# Goal of the exercise
Your task is to repeat, word for word, the line containing "unopened flower bud" and all lines that follow it to the end of the material, and no other lines.

Entries for bounding box labeling

____________________

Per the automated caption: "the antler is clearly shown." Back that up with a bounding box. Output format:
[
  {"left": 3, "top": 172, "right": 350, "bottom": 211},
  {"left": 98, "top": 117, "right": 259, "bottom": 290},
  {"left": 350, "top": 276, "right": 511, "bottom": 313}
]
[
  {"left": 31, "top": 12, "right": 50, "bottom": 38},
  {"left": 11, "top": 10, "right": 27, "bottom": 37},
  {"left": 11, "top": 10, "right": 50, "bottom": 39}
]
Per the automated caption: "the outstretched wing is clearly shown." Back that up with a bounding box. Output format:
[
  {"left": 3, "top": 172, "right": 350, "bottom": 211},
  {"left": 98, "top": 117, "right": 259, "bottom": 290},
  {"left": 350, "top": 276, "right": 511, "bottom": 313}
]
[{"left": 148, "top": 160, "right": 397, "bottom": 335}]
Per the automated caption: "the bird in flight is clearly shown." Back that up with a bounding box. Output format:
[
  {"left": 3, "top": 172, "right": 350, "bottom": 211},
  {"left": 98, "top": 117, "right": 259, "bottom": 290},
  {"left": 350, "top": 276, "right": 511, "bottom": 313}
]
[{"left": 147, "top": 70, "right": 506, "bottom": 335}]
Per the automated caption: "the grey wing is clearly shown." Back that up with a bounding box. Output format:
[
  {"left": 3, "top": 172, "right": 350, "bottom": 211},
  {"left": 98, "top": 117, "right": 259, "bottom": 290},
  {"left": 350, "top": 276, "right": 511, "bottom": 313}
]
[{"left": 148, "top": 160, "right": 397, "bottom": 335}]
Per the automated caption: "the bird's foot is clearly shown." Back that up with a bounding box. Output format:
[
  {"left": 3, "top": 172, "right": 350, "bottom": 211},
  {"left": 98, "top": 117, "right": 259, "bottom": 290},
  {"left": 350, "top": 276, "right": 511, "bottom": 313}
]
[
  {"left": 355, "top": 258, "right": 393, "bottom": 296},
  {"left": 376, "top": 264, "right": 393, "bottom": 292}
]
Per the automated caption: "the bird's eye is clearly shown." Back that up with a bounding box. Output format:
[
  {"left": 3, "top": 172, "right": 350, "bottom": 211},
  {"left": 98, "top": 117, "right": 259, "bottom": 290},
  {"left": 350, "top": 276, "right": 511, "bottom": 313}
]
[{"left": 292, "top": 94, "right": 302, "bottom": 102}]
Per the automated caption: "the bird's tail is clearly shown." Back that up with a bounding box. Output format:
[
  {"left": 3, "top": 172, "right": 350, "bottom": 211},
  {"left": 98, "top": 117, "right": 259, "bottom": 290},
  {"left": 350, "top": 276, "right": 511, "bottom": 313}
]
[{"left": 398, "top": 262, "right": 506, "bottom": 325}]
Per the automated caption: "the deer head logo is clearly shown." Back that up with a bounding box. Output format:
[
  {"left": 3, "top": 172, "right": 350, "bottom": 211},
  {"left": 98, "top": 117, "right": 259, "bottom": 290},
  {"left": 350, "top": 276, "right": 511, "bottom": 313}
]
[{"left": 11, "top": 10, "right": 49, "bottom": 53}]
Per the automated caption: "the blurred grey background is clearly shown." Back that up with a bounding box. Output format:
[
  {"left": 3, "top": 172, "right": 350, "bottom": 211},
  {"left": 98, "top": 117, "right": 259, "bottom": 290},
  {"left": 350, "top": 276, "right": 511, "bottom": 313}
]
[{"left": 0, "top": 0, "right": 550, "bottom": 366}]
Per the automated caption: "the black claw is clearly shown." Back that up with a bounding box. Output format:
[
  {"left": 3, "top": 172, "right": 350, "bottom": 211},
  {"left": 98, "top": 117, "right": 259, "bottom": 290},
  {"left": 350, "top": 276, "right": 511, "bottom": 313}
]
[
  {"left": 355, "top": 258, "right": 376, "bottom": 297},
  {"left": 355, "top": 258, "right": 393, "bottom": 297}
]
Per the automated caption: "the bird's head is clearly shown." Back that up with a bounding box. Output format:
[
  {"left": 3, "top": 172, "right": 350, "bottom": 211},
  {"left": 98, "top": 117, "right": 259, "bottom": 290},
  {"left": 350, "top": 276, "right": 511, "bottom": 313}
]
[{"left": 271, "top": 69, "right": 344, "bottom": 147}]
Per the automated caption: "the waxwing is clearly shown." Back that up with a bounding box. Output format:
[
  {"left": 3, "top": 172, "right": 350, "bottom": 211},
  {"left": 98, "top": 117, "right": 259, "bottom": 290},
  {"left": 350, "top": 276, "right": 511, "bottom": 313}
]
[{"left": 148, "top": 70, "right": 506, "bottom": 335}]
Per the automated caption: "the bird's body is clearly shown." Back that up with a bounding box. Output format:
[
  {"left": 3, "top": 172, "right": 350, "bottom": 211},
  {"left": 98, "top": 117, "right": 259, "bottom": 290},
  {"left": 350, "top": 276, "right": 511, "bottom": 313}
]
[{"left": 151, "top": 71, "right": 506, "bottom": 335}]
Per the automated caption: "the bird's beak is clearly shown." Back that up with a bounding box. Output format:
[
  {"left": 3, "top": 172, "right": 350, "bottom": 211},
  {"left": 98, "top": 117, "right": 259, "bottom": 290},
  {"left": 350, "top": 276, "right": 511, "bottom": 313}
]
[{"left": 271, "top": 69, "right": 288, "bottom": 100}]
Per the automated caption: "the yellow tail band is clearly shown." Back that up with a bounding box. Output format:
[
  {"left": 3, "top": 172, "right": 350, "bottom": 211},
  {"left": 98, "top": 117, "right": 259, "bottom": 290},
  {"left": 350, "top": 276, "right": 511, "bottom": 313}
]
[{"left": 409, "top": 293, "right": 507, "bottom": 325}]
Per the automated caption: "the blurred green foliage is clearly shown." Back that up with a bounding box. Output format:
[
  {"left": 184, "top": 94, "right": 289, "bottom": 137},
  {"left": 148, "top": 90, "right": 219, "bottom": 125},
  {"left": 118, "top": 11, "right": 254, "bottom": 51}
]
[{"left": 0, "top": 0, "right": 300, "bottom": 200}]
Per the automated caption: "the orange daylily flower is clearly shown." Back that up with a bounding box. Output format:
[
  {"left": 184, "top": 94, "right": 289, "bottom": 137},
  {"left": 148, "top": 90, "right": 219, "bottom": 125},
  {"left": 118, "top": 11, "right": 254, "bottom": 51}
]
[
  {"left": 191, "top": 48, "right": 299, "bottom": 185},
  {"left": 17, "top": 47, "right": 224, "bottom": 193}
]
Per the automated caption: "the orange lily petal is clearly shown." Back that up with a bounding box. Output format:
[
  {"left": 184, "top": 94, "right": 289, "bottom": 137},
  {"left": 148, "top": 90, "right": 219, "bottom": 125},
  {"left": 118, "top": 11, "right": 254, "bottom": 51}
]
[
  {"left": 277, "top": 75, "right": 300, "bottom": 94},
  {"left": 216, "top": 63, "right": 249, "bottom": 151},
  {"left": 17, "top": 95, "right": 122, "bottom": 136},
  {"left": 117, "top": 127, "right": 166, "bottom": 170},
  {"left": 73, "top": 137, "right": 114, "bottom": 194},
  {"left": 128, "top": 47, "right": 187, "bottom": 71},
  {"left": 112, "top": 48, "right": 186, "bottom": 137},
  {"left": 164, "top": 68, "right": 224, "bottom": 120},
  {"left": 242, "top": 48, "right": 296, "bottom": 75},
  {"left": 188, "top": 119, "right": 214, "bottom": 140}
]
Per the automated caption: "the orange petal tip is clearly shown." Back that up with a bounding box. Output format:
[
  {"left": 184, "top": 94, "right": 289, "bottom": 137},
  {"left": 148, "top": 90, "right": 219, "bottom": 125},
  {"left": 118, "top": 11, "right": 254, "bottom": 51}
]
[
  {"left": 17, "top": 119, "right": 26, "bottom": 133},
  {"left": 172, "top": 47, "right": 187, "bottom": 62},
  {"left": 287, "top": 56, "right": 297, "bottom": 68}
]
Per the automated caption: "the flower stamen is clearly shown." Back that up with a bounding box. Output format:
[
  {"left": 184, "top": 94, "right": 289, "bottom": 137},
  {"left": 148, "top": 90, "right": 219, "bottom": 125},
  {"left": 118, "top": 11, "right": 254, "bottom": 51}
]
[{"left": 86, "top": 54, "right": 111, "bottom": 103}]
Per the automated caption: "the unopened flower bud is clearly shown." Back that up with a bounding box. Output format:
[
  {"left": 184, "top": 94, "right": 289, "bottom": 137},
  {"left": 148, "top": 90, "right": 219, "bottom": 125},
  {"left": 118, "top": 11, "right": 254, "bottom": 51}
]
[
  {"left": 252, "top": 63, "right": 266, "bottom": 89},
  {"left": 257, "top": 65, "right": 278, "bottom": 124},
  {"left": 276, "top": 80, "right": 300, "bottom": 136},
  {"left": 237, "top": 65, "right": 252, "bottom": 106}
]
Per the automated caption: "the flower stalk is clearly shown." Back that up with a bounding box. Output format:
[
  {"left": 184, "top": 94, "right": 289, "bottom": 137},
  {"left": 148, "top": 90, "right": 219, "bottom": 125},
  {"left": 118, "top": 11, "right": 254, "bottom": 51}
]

____________________

# Solution for this problem
Per the automated caption: "the unopened flower bud is clearly shown." Back that up with a bounding box. Output format:
[
  {"left": 184, "top": 94, "right": 289, "bottom": 137},
  {"left": 148, "top": 90, "right": 219, "bottom": 125},
  {"left": 118, "top": 11, "right": 254, "bottom": 51}
]
[
  {"left": 252, "top": 63, "right": 266, "bottom": 89},
  {"left": 257, "top": 65, "right": 278, "bottom": 124},
  {"left": 276, "top": 80, "right": 300, "bottom": 136},
  {"left": 237, "top": 65, "right": 252, "bottom": 106}
]
Per the automated caption: "the flower stalk is clearly shown." Back that up with a bounding box. Output format:
[
  {"left": 184, "top": 94, "right": 289, "bottom": 137},
  {"left": 148, "top": 90, "right": 219, "bottom": 125},
  {"left": 118, "top": 11, "right": 254, "bottom": 51}
]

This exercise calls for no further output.